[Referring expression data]
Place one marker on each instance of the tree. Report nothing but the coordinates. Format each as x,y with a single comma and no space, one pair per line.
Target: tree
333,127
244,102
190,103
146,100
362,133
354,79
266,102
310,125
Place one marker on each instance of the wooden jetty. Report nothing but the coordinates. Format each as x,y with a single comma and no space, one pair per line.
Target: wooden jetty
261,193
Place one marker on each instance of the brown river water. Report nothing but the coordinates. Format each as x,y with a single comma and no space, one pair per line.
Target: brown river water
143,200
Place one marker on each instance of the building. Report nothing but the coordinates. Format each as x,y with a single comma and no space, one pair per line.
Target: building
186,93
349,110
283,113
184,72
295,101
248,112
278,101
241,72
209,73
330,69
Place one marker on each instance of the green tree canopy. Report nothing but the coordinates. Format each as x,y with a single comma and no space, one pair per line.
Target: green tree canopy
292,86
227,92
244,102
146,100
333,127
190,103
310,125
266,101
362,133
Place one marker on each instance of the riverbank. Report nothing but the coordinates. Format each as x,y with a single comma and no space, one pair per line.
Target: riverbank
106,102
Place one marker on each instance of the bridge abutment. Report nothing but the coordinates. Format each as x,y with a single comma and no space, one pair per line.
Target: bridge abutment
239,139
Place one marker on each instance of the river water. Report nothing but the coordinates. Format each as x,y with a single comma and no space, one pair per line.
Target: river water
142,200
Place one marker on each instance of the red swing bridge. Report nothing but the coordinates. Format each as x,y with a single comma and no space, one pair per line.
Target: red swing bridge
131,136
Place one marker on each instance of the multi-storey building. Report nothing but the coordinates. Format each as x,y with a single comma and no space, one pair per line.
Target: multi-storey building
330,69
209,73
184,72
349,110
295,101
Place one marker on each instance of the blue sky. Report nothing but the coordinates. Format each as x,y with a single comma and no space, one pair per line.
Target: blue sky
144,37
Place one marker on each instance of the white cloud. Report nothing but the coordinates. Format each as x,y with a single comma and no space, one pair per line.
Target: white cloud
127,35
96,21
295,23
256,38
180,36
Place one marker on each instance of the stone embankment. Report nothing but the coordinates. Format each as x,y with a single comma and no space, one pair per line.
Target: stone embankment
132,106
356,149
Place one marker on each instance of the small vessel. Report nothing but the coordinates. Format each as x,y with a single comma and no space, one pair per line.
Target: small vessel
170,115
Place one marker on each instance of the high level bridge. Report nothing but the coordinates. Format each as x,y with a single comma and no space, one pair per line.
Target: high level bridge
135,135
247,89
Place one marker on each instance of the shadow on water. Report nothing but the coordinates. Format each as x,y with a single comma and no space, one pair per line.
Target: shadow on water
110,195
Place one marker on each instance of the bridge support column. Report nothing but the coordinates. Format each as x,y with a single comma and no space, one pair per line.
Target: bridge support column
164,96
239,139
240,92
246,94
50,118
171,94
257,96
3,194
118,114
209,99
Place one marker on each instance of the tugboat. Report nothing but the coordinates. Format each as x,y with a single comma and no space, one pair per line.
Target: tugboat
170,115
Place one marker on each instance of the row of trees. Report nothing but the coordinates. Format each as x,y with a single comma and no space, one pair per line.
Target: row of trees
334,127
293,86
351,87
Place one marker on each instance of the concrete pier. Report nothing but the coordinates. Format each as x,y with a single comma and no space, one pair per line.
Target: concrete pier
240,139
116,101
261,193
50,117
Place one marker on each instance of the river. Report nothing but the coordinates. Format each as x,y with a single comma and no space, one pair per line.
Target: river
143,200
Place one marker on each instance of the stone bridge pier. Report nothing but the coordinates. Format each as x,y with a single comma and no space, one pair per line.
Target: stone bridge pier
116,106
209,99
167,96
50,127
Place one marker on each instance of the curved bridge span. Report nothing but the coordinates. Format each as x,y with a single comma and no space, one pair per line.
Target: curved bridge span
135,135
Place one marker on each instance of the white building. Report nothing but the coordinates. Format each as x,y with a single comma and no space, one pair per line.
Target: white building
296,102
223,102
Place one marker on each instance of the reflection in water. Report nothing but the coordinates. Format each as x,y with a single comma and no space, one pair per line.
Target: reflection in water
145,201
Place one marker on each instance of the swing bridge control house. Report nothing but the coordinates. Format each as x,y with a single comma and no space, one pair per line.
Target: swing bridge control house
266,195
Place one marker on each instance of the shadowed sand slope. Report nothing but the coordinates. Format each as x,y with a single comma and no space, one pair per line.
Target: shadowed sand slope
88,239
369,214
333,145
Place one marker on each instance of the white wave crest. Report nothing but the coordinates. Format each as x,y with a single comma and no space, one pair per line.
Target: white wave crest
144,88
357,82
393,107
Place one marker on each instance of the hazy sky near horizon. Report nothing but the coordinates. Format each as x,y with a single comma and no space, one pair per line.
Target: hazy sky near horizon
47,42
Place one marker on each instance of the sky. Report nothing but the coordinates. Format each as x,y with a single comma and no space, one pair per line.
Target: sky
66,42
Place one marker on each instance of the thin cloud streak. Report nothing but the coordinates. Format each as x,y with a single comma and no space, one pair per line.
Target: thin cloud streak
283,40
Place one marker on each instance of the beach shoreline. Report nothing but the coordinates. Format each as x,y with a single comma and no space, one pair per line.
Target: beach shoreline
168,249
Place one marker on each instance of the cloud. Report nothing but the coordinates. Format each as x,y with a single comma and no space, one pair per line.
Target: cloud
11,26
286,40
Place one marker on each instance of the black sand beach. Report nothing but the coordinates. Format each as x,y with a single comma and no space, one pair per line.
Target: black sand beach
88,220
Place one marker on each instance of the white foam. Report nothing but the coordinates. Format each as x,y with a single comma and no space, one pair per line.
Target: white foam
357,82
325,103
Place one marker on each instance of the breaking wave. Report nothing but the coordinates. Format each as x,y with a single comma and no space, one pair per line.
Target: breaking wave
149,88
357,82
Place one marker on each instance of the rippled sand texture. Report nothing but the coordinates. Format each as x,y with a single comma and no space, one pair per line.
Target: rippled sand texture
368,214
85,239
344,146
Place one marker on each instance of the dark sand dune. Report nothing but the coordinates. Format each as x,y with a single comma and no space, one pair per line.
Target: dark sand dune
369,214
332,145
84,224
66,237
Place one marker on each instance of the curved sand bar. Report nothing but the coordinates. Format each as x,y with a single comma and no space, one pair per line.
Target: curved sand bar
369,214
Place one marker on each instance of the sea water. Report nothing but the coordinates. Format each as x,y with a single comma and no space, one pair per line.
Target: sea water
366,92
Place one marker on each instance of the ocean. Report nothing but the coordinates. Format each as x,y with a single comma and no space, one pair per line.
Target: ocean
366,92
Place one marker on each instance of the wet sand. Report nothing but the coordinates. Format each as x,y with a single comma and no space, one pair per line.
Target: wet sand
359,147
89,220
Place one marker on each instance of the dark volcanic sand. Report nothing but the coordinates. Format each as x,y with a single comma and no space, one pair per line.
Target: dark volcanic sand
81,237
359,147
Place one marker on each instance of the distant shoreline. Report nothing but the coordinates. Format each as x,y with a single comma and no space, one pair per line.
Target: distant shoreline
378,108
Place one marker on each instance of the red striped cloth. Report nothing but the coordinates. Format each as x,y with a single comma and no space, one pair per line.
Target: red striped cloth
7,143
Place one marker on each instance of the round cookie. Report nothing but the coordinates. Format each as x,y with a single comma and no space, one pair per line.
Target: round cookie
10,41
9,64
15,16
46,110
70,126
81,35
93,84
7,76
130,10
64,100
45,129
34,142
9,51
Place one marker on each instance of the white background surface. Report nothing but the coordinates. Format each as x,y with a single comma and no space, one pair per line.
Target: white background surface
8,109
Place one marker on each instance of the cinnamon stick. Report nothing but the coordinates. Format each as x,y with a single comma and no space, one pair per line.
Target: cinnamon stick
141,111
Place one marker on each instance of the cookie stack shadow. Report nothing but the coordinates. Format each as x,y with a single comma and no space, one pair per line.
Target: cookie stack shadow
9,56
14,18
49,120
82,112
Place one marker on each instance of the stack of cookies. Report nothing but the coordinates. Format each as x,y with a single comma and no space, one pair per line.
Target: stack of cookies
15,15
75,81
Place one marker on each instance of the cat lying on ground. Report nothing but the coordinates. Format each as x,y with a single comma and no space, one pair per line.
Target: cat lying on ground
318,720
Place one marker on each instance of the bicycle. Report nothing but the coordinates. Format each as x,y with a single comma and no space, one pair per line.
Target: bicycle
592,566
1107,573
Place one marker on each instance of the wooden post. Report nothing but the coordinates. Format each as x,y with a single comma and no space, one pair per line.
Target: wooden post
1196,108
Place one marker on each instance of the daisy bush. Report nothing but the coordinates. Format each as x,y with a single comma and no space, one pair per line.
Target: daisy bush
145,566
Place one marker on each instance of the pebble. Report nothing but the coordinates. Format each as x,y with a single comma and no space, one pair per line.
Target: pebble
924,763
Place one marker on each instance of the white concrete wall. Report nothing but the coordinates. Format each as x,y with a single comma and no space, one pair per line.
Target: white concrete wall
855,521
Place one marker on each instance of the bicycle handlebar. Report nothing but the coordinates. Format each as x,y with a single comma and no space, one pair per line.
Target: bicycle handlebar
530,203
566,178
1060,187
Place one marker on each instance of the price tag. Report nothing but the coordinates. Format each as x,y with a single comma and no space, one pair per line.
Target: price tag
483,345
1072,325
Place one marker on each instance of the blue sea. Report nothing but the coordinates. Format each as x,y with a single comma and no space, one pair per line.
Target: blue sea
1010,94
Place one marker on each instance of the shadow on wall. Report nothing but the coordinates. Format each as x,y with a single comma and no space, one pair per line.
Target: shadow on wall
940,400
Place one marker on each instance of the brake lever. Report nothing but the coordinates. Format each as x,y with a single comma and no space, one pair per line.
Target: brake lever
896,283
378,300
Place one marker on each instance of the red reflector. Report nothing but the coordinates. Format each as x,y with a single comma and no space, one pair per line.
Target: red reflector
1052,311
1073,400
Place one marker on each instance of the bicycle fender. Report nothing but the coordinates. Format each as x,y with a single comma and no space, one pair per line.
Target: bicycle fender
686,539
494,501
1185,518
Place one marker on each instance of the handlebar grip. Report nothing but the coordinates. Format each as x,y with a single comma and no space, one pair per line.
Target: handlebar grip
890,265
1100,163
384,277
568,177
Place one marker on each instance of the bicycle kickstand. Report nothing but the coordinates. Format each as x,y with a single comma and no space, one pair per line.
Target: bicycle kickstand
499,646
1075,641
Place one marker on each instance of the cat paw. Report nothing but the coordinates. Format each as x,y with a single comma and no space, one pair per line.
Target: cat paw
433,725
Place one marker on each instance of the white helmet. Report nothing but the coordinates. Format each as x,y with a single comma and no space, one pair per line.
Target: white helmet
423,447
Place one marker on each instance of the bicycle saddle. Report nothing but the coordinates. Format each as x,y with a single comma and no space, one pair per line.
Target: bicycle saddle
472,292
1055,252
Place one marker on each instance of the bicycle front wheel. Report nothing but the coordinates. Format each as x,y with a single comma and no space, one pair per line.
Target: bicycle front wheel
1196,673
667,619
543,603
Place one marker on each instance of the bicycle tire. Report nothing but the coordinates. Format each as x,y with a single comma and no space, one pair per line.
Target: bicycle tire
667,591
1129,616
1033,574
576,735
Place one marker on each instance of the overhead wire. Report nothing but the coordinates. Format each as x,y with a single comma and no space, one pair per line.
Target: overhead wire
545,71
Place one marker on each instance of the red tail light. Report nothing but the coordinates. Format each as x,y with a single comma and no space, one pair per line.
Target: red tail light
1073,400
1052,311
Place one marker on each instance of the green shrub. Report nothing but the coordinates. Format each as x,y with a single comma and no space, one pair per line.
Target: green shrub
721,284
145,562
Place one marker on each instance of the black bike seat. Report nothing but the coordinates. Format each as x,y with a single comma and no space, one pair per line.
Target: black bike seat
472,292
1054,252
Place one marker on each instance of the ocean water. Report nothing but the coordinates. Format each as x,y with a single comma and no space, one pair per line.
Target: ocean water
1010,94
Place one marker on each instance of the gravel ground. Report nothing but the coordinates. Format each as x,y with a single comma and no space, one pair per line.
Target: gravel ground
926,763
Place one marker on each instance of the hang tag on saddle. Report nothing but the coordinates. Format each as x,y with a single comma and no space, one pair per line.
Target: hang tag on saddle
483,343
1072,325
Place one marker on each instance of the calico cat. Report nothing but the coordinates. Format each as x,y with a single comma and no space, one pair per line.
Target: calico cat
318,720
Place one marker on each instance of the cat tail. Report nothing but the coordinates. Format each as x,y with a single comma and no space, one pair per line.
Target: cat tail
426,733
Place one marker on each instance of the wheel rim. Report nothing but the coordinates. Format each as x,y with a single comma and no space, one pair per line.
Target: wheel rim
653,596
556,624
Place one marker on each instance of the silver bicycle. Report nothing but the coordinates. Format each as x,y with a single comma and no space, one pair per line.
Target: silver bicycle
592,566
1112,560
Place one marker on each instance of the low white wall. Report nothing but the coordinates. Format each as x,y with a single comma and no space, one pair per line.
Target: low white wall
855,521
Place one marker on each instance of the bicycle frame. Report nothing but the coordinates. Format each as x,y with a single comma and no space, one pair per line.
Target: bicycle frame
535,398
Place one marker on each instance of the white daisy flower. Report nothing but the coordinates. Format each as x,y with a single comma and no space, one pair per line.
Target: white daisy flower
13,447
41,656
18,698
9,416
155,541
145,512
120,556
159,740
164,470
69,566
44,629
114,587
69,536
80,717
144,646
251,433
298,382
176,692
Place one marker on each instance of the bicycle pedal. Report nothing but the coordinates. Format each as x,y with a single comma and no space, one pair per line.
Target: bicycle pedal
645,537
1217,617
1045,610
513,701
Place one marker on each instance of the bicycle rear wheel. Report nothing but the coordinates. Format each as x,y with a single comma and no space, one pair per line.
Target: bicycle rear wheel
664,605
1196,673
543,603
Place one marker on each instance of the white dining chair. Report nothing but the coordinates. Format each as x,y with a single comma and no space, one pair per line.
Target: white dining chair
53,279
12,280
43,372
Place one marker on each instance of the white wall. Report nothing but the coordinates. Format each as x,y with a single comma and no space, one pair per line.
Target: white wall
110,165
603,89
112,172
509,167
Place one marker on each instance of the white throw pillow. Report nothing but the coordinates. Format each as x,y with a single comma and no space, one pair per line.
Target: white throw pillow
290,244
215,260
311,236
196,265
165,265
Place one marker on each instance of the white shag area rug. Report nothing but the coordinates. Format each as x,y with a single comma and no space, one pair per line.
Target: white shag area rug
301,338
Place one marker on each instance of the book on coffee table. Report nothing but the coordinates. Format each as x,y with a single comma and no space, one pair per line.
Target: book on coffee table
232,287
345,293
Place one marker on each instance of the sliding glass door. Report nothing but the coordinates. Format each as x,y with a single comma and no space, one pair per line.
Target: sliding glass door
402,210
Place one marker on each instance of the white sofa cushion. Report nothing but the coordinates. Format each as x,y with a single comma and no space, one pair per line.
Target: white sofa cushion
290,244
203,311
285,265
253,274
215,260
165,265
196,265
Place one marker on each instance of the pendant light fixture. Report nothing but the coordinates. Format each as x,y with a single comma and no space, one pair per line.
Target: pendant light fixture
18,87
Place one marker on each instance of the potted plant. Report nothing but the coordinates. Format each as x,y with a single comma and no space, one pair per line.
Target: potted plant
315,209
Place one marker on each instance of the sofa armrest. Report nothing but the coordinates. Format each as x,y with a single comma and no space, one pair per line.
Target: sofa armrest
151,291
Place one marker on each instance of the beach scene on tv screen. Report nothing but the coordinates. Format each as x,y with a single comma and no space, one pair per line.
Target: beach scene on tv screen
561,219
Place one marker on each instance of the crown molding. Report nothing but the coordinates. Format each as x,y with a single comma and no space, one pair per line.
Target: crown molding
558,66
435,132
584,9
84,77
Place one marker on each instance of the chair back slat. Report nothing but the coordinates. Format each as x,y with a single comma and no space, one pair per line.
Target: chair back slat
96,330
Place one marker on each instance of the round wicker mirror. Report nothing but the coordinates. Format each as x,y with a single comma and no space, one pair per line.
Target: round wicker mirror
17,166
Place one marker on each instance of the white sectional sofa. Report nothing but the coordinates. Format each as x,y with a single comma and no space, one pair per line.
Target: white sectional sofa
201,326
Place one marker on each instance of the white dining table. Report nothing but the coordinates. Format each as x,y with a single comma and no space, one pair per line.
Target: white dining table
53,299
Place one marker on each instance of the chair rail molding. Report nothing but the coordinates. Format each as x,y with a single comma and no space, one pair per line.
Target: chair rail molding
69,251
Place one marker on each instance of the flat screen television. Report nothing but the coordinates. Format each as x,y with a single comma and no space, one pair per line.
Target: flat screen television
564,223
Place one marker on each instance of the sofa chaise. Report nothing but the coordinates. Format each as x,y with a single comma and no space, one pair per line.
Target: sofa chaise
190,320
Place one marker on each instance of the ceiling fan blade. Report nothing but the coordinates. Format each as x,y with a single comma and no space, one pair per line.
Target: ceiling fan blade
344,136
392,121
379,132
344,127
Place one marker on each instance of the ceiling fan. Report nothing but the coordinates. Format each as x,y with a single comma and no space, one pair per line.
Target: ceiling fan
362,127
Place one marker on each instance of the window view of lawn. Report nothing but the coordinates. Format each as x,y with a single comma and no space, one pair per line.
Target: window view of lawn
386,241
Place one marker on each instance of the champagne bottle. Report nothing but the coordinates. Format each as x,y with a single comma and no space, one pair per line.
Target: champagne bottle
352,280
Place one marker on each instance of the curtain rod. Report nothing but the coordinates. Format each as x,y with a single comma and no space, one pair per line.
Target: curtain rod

Required work –
Return the lines from the one containing "Place one marker on each instance of the curtain" through the last line of the records. Include both ends and nothing else.

Exercise output –
Place one marker on each instance of the curtain rod. Report nothing but the coordinates. Format each as x,y with a single comma and no space, one pair per line.
Target: curtain rod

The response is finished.